### WHAT THE TASK ASKS:
Transcribe the material below exactly as it appears.

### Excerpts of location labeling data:
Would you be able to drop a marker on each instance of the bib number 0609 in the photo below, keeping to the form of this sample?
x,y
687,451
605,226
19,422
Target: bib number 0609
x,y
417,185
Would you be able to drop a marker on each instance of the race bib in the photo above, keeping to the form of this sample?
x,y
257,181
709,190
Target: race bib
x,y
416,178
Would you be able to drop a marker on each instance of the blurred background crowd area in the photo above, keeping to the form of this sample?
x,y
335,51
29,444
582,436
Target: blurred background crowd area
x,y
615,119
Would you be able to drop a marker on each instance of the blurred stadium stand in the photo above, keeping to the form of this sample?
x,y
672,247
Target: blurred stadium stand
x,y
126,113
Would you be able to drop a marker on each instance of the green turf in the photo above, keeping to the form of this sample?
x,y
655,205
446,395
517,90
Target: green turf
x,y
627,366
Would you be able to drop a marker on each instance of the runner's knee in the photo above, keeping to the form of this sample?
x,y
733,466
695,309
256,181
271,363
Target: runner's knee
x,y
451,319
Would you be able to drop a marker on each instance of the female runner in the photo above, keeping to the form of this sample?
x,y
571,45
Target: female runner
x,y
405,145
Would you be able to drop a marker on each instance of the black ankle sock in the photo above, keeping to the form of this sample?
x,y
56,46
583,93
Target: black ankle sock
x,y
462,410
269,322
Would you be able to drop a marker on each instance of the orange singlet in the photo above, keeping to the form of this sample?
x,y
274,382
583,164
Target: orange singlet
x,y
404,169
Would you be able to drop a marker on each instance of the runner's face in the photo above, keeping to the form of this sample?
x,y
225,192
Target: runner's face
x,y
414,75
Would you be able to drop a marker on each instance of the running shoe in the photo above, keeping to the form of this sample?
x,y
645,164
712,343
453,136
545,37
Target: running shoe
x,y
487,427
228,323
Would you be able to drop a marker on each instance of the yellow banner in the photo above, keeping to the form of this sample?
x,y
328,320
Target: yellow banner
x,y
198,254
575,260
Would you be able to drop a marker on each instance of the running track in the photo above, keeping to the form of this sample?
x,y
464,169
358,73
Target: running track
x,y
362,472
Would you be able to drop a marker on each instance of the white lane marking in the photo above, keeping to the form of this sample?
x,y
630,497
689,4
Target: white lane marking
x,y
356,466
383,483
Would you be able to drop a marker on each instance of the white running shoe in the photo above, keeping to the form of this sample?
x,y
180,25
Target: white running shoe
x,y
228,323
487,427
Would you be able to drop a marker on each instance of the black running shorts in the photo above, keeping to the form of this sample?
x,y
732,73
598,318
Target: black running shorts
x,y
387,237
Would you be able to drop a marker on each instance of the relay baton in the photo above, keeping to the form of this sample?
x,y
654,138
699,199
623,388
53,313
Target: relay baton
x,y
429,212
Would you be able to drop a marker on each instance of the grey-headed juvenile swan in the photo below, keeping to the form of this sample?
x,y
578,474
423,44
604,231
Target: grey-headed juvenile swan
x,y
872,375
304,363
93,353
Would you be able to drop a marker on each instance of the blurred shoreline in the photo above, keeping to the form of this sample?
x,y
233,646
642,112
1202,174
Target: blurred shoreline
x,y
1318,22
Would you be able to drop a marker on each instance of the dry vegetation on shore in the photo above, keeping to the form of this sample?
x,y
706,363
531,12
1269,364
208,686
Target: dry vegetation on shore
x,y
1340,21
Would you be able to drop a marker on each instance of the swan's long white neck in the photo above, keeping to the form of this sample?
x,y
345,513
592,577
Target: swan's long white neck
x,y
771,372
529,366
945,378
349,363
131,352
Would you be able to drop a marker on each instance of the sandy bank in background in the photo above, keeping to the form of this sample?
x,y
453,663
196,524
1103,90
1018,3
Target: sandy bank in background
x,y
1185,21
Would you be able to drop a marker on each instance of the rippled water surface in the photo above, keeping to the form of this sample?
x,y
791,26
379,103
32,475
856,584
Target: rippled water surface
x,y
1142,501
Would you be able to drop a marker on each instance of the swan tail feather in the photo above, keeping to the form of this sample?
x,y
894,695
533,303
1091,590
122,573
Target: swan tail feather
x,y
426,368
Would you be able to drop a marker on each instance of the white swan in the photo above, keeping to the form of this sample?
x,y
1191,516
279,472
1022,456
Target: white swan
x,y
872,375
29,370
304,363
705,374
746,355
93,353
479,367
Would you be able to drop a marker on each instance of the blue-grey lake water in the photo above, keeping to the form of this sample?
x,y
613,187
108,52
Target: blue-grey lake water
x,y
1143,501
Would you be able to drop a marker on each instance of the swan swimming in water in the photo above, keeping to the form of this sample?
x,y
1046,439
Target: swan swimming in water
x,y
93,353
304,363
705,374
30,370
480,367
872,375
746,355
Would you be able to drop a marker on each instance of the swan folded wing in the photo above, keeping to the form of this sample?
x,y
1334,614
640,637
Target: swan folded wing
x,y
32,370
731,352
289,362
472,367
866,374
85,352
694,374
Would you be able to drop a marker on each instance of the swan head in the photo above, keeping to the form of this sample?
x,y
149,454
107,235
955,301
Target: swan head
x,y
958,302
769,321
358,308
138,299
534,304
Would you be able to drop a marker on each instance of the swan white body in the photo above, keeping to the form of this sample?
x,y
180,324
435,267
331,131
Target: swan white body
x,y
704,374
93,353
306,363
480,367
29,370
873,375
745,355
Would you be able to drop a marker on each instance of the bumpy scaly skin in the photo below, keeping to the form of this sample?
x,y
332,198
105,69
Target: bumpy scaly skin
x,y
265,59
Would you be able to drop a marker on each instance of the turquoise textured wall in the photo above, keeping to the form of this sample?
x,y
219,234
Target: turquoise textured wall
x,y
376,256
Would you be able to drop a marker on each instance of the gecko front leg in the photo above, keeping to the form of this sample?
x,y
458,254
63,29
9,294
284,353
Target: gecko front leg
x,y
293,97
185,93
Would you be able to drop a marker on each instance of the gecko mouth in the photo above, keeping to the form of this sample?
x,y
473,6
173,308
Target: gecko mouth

### COMPLETED EXERCISE:
Would you be able to drop a marker on each instance of the bib number 0609 in the photo below, keeping to the form of this sample?
x,y
687,451
605,226
19,422
Target: bib number 0609
x,y
417,185
Would you be able to drop a marker on each instance of the race bib in the photo above, keeping to the form of this sample?
x,y
257,181
709,190
Target: race bib
x,y
416,178
Would you be able to drop a marker on each instance of the blurred background crowd area in the photo above, keeping to the form of this sample?
x,y
335,51
29,444
582,436
Target: blurred background crowd area
x,y
615,119
Would you be able to drop a marker on each instance of the blurred stadium stand in the photo above, keeping to the form of this sample?
x,y
672,247
Target: blurred stadium stand
x,y
126,113
Would you be able to drop a marker on each instance of the green turf in the photo above, keeping to the form of this sample?
x,y
655,205
446,395
517,90
Target: green turf
x,y
627,366
Would you be able to drop a marker on each instance of the runner's knee in the photo above, keeping to the form of this sample?
x,y
733,466
695,309
256,181
271,363
Target: runner's knee
x,y
451,319
Would you be able to drop a marker on each instance of the female runner in the photo above, keeping to the form of this sample?
x,y
571,45
Target: female runner
x,y
405,145
Would you be able to drop a marker on each instance of the black ankle sock in the photo above, keeping to the form of this sample?
x,y
56,46
583,93
Target: black ankle sock
x,y
462,410
269,322
Would you be able to drop a marker on each instance of the orange singlet in the photo above, keeping to the form of this sample?
x,y
274,382
583,164
Target: orange singlet
x,y
404,169
Would you be able to drop a marker on each instance of the runner's face in the photo above, keeping to the form of this sample?
x,y
225,192
Target: runner's face
x,y
414,75
Would you be able to drop a marker on each instance of the running shoe in the photo above, keeping to the form of this sample?
x,y
645,164
712,343
453,136
545,37
Target: running shoe
x,y
487,427
228,323
Would you be able to drop a marker on each instance of the yellow banner in the photo above, keeping to the form of this sample?
x,y
328,320
Target: yellow banner
x,y
198,254
575,260
Would you be able to drop a marker on each instance of the running track in the photo above, keeping to the form of this sample?
x,y
464,169
358,73
Target: running track
x,y
362,472
Would you be able to drop a marker on each instance of the white lane marking in the photo above, keeping to the form of this sample?
x,y
630,497
689,4
Target: white lane marking
x,y
356,466
383,483
Would you be able to drop a marker on each instance of the white running shoe in the photo above, keeping to the form of this sample?
x,y
180,25
Target: white running shoe
x,y
228,323
487,427
Would you be able to drop a marker on each instance of the black running shorts in the photo above, keeping to the form of this sample?
x,y
732,73
598,318
Target: black running shorts
x,y
387,237
Would you be able to drop a marker on each instance of the relay baton in the photo above, keeping to the form of this sample?
x,y
654,138
699,199
623,388
53,313
Target: relay baton
x,y
429,212
Would you be able to drop a marker on each instance of the grey-headed juvenile swan in the photo below, keeping to the form of this sample?
x,y
578,474
423,44
604,231
Target: grey-headed juvenile swan
x,y
872,375
304,363
93,353
Would you be able to drop a marker on each instance of the blurred shoreline in the photo above, keeping to the form of this sample?
x,y
233,646
642,112
1202,174
Target: blurred shoreline
x,y
1318,22
Would you be able to drop a marker on each instance of the dry vegetation on shore in the photo above, keeping to the form of this sample?
x,y
706,363
531,12
1269,364
208,686
Target: dry vegetation on shore
x,y
1340,21
Would you be able to drop a marker on each instance of the swan's long white neck in the photo above, keeping to the form of this sample?
x,y
345,513
592,577
Target: swan's long white neck
x,y
771,372
529,366
945,378
349,363
131,352
Would you be able to drop a marker on each instance of the sandy bank in background in the photo above, keeping to the form of this sample?
x,y
453,663
196,524
1103,90
1018,3
Target: sandy bank in background
x,y
1185,21
Would you be able to drop a marker on each instance of the rippled water surface in the photo above, keeping to the form of this sample?
x,y
791,26
379,103
32,475
856,584
Target: rippled water surface
x,y
1142,501
Would you be able to drop a marker on each instance of the swan tail feather in the photo above, keeping to the form of this sample?
x,y
894,695
533,303
1091,590
122,573
Target: swan tail feather
x,y
426,368
Would you be able to drop a marker on each instance of the white swan in the photo above, keeping to the form of this sample?
x,y
1191,516
279,472
1022,456
Target: white swan
x,y
872,375
29,370
304,363
705,374
746,355
93,353
479,367
Would you be able to drop a marker on each instance of the blue-grey lake water in the photo above, keeping to the form of this sample?
x,y
613,187
108,52
Target: blue-grey lake water
x,y
1143,501
Would you be able to drop a marker on each instance of the swan swimming in water in the photo above, keeping to the form of this sample?
x,y
1046,439
Target: swan swimming in water
x,y
93,353
304,363
705,374
30,370
480,367
872,375
746,355
Would you be able to drop a marker on each instance of the swan folded wing in the photo above, keeping to the form of this sample?
x,y
1334,614
640,637
Target: swan folded wing
x,y
32,370
731,352
289,362
472,367
866,374
85,352
694,374
Would you be able to drop a marker on each instance of the swan head in the photo above, keeping to the form of this sample?
x,y
149,454
107,235
955,301
Target: swan head
x,y
958,302
769,321
358,308
138,299
534,304
Would you be able to drop a marker on each instance of the swan white body in the photo above, keeping to the form of this sample?
x,y
180,324
435,267
331,131
Target: swan white body
x,y
704,374
93,353
306,363
480,367
29,370
873,375
745,355
Would you be able to drop a marker on each instance of the bumpy scaly skin in the photo below, keeping to the form of this sample?
x,y
332,198
105,69
Target: bumpy scaly skin
x,y
265,59
Would you be able to drop a marker on each instance of the turquoise textured wall in the photo above, keeping to the form of this sample?
x,y
219,234
Target: turquoise textured wall
x,y
376,256
Would you be able to drop a marker on each instance of the gecko front leg in the photo above, keeping to the form of this sample?
x,y
458,254
63,29
9,294
284,353
Target: gecko front leg
x,y
293,97
185,93
Would you be able to drop a marker on each instance of the gecko mouth in the photo above, keeping to the form of this sample?
x,y
473,6
173,308
Target: gecko mouth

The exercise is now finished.